** WHAT TO PRODUCE **
The answer must be an exact copy of every entry.
Start of Block
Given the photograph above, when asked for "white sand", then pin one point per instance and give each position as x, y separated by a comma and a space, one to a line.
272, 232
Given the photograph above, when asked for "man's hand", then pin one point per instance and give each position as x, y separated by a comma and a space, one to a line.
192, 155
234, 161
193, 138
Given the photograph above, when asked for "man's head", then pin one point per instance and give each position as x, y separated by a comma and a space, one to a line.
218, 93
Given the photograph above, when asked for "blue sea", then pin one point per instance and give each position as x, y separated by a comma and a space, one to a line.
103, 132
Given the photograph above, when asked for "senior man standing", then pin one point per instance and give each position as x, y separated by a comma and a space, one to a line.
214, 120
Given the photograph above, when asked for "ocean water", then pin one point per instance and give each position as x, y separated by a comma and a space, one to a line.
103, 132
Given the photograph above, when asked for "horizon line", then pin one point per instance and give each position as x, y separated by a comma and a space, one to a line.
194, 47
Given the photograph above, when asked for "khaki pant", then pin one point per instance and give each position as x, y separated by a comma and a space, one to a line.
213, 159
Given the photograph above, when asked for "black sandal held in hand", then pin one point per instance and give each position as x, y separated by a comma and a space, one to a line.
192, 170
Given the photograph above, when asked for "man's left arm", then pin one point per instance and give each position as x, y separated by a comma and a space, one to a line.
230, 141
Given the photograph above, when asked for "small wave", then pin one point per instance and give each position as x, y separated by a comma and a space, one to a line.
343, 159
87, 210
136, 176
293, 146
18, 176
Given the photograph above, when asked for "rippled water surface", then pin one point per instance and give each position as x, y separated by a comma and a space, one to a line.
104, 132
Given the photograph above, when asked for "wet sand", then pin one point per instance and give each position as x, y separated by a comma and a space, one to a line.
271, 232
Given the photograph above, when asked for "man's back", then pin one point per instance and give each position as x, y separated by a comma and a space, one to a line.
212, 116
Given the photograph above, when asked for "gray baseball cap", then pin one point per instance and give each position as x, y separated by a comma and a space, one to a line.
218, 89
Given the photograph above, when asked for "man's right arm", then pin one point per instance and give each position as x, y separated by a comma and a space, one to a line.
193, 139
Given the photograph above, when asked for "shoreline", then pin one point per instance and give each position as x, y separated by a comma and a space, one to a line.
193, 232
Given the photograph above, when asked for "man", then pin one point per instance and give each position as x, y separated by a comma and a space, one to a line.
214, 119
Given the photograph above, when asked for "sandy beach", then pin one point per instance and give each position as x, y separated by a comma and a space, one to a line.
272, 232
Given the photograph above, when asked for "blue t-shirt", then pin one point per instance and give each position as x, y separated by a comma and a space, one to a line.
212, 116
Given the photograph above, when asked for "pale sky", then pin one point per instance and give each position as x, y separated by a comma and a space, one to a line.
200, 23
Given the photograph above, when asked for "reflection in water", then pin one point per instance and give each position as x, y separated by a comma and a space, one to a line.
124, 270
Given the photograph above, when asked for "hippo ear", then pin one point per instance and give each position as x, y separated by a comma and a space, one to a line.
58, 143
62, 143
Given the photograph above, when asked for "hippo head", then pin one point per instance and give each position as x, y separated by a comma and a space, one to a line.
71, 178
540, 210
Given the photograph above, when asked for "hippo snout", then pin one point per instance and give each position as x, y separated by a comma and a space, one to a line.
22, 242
End of Block
** ANSWER **
Given the photograph above, when asked for "white sand", then pin one point per instance and give each position as x, y separated by a comma and a space, one to a line.
272, 232
Given the photograph above, when asked for "man's hand", then pin one point per instance and give each position as x, y separated by a comma and a space, one to a line.
192, 155
234, 161
193, 138
Given the photograph above, when asked for "man's head", then pin one point per instance and give each position as x, y separated by a comma and a space, one to a line.
218, 93
Given the photograph above, when asked for "blue sea", then pin one point per instance and give each position as x, y separated by a comma and a space, one to a line.
103, 132
Given the photograph above, when asked for "senior man standing", then pin one point per instance and give each position as x, y separated by a comma and a space, one to a line.
214, 120
Given the photograph above, when asked for "ocean water", then pin one point per instance and give each position as x, y separated by a comma and a space, one to a line.
103, 132
Given the photograph above, when asked for "horizon line", then pin one point per instance and give each position as x, y separated by a comma and a space, one to a line.
194, 47
Given the photograph above, when asked for "khaki pant", then pin one point per instance and give each position as x, y separated by a comma and a space, one to a line.
213, 159
Given the photograph above, when asked for "black sandal held in hand", then pin one point per instance and give each position as x, y separated by a comma and a space, one to a line.
192, 170
Given the photograph above, when asked for "man's left arm", then pin one point per instance and give each position as x, y separated by a comma and a space, one to a line.
230, 141
Given the photograph above, when asked for "small wave", then pin one point per instance and give each position as x, y separated by a comma and a space, one to a line.
343, 159
87, 210
136, 176
293, 146
18, 176
Given the photograph above, when asked for "rippled water surface", then pin one point per instance and give each position as x, y separated by a comma and a space, one to a line.
104, 132
Given the photograph above, when asked for "wet sand", then pin one point per instance and give each position as x, y separated by a comma and a space, one to a line.
271, 232
Given the photograph above, when asked for "man's back", then pin one point per instance and give each position as x, y separated by a comma and a space, one to a line.
212, 116
Given the photograph above, when asked for "gray baseball cap", then pin one point per instance and give each position as x, y separated by a comma and a space, one to a line.
218, 89
Given the photograph above, when asked for "man's right arm", then pin one point per instance and give each position as x, y separated by a comma and a space, one to a line.
193, 139
Given the photograph above, when asked for "shoreline", then pin one point per instance and give each position as x, y separated by a comma and a space, one to a line.
193, 232
Given the photograph above, when asked for "man", then pin one point per instance and give each position as x, y separated by a comma and a space, one to a line.
214, 119
Given the photograph above, when asked for "sandy beach", then pin one point per instance and give each position as x, y separated by a comma and a space, one to a line.
272, 232
Given the photograph above, when asked for "blue t-shirt", then pin one point per instance and give each position as x, y separated by a comma and a space, one to a line.
212, 116
Given the photograph above, when asked for "pale sky", then pin one point per instance and give each position as x, y separated by a comma and a space, one to a line.
200, 23
Given the photograph above, when asked for "reflection in water", then pin one point per instance and give each position as x, y separated by a comma and a space, one to a line.
124, 270
Given the photograph above, when asked for "hippo ear", then pin one point per instance and give each position as x, y separated by a comma and a space, one to a line.
58, 143
62, 143
Given the photograph above, when asked for "hippo head", then pin one point per instance and give each position as x, y separated by a comma and a space, one to a line.
71, 178
540, 210
Given the photograph above, when asked for "hippo snout", then pin one point per instance and give each position as x, y separated by a comma and a space, one to a line.
22, 242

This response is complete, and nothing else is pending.